_WHAT YOU SHOULD DO_.
Please rewrite only the rows from the line with "Pick out every instance of the red" through the end of the rows as a two-column CSV with the headers request_text and answer. Give one CSV line per request, and put its text and its answer each in a single quoted field with line breaks turned into spaces.

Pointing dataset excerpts
»»
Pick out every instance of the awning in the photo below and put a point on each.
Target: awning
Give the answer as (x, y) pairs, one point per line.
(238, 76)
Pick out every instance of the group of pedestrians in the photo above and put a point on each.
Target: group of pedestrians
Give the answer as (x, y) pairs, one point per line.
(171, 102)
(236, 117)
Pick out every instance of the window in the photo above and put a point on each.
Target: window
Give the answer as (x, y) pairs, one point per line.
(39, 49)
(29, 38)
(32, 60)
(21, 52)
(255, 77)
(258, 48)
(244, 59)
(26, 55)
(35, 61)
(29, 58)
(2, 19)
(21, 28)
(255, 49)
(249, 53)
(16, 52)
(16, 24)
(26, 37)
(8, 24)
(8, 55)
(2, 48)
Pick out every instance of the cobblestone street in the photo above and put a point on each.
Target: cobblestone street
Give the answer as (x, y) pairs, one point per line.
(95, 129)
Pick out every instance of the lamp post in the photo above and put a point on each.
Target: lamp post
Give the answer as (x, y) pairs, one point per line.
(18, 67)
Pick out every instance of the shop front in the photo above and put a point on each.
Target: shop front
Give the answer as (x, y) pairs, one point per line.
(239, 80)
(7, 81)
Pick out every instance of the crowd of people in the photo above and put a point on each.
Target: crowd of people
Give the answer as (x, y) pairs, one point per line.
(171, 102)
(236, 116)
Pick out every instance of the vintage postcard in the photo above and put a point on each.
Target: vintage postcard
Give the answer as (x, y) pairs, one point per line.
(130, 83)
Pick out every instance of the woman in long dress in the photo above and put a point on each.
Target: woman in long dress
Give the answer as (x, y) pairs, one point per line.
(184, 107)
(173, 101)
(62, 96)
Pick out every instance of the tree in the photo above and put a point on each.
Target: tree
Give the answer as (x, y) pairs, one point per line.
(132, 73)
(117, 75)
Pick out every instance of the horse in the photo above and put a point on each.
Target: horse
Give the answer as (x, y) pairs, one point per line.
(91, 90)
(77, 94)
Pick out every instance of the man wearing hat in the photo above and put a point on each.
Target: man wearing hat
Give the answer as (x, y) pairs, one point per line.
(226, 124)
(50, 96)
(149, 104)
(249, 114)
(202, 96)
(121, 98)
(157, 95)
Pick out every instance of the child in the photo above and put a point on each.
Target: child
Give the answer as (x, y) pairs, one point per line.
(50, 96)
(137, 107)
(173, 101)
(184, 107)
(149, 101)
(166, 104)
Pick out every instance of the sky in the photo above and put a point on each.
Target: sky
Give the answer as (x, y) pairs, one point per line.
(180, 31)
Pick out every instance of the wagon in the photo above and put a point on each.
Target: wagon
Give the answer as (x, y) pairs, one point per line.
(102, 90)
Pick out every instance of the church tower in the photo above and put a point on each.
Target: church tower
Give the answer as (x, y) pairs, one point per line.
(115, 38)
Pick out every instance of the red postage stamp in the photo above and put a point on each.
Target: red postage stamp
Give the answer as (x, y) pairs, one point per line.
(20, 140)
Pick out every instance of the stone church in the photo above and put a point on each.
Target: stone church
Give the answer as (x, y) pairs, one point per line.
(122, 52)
««
_FULL ANSWER_.
request_text,answer
"Pick out every instance of the red postage stamp in the photo above and put a point on each. Target: red postage stamp Give the answer as (x, y) pairs, one point per line.","(20, 140)"
"Pick out every instance of the stone church in the photo above and put a point on each. Target: stone church Give the answer as (x, y) pairs, one point per line.","(122, 52)"